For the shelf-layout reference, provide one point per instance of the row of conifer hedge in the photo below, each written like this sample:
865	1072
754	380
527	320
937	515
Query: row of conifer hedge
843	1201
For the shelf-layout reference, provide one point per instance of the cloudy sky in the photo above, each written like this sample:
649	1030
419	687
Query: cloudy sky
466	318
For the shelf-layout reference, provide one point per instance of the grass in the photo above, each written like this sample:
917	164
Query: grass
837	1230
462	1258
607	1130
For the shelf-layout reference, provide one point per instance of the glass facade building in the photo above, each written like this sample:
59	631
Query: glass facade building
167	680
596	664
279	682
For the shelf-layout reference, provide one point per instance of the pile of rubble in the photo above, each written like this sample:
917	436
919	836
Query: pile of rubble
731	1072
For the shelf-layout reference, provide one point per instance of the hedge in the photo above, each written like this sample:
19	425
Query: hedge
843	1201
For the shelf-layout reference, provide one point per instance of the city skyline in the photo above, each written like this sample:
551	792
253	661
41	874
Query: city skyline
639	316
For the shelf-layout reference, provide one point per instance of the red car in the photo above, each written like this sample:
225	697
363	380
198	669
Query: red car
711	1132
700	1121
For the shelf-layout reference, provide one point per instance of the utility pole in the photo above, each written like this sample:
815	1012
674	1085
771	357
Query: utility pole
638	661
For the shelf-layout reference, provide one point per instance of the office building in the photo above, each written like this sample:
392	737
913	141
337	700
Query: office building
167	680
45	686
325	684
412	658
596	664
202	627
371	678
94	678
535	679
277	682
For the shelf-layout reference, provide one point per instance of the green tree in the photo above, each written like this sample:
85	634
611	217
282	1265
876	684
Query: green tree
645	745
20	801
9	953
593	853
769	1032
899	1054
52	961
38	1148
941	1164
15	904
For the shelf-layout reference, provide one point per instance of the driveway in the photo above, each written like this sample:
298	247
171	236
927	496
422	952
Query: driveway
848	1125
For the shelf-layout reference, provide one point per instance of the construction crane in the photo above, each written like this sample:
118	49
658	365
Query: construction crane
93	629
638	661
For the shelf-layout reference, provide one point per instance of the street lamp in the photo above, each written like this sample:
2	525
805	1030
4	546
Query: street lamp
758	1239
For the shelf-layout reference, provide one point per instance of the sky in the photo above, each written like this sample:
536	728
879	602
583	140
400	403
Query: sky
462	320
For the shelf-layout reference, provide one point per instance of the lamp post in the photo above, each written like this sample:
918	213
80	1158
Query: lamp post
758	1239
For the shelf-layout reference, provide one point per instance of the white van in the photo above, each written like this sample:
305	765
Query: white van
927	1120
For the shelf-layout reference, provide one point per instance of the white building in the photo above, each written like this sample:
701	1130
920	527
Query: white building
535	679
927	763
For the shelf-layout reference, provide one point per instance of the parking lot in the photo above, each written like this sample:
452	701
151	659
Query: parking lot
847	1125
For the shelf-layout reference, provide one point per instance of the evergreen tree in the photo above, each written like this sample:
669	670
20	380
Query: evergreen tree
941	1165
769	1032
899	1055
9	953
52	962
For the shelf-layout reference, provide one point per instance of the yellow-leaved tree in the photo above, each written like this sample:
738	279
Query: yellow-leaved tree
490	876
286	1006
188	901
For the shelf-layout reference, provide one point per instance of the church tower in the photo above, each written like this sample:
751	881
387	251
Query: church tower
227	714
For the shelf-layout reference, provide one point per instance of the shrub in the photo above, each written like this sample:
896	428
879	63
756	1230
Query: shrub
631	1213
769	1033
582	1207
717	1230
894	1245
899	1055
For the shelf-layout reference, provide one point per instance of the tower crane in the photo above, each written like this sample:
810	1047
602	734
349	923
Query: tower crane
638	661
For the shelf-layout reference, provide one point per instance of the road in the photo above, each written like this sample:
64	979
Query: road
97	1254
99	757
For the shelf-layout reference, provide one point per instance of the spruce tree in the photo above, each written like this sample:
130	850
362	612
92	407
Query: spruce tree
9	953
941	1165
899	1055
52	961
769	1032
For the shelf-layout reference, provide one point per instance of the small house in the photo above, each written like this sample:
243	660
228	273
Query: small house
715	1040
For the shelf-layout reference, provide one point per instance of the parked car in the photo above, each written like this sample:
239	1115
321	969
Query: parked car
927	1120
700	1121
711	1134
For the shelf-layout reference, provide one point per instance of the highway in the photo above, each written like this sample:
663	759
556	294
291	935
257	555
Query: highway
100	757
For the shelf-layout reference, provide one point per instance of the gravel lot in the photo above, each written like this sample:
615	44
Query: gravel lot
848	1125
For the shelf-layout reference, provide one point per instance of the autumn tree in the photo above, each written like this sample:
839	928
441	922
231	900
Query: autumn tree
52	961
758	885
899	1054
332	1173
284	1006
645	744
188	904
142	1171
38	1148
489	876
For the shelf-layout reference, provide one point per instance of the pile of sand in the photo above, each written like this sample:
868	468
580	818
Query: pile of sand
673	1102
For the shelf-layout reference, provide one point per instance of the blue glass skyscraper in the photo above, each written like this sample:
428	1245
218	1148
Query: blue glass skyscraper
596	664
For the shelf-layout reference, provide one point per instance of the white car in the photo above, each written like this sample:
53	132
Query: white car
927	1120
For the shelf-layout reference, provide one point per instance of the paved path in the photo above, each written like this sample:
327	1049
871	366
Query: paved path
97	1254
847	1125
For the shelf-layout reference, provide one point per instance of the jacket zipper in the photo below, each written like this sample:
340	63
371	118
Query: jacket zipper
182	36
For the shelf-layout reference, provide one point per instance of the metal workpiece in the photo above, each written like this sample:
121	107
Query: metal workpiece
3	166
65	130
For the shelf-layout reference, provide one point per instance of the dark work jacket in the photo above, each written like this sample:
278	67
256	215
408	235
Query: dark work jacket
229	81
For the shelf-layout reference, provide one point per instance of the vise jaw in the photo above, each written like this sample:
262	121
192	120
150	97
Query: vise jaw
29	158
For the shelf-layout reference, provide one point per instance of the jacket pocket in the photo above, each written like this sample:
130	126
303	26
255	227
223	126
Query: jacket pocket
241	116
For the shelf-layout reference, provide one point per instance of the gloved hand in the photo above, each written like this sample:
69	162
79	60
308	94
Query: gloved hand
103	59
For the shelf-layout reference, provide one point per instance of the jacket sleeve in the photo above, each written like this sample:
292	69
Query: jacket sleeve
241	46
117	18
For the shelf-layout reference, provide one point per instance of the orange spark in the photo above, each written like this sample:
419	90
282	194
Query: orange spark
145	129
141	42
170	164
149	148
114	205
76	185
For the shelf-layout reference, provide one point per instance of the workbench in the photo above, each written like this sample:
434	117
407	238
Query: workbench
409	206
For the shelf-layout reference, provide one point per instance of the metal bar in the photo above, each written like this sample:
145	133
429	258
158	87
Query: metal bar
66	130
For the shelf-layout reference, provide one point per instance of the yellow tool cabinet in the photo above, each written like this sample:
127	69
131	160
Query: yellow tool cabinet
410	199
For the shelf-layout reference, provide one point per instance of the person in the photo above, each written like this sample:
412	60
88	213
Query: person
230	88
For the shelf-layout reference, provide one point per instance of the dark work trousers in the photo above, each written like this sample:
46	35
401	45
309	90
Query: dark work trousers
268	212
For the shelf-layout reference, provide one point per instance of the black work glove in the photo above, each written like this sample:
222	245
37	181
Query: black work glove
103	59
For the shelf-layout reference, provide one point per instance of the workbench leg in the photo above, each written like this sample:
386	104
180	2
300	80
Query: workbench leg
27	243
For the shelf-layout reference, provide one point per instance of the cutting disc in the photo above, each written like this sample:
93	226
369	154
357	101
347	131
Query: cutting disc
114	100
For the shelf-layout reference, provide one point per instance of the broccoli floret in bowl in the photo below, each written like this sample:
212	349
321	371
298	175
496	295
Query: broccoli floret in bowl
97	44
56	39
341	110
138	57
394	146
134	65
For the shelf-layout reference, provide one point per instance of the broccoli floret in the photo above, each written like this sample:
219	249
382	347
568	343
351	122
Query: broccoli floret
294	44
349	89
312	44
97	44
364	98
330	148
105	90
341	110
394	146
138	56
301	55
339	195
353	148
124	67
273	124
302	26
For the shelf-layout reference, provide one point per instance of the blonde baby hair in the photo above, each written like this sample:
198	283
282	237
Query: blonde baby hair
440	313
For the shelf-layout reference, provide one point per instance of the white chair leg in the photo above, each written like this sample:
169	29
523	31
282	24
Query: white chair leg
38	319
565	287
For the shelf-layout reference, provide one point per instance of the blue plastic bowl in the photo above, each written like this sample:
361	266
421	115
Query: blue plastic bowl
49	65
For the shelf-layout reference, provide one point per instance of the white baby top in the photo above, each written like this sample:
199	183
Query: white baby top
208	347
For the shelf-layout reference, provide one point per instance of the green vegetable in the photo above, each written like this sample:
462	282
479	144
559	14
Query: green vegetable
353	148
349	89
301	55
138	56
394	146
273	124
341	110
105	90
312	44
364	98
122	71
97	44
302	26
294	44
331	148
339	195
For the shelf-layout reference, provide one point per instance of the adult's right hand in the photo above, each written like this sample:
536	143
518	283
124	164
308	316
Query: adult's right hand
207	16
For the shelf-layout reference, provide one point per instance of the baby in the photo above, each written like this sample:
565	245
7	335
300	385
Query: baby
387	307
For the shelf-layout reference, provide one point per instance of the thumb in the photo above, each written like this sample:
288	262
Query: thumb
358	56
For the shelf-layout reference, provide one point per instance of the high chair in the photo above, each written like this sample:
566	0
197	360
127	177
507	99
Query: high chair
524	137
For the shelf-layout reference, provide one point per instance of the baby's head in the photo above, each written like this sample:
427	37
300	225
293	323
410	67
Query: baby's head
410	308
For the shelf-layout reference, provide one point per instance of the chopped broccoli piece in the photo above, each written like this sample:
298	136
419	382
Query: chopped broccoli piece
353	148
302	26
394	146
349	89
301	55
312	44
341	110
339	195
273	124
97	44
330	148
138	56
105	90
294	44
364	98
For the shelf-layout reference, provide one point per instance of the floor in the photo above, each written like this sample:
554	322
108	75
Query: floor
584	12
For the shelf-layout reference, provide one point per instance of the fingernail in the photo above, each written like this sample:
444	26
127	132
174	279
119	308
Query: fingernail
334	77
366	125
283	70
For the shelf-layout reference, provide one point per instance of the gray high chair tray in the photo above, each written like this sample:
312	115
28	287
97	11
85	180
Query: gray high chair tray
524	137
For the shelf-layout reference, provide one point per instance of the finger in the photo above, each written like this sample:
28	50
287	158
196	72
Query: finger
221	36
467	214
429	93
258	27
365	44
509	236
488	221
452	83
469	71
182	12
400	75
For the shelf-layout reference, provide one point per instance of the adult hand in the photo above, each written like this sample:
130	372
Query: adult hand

:: Written task ::
Would you quote, exactly and only, the lines from the one containing "of the gray" to the end of the entries?

:: The output ::
For the shelf-layout reference, provide one point per instance of the gray high chair tray in the photo above, each written like this sample:
312	115
28	287
97	11
85	180
Query: gray high chair tray
524	137
For the shelf-layout reference, provide one point per instance of the finger in the photo above, each written like this sample:
28	50
287	158
196	72
Query: finger
221	36
467	214
429	93
258	27
365	44
509	236
488	221
452	83
469	71
182	12
400	75
For the shelf-layout reference, provide one point per instance of the adult hand in the photo above, each written like this sample:
130	372
Query: adult hand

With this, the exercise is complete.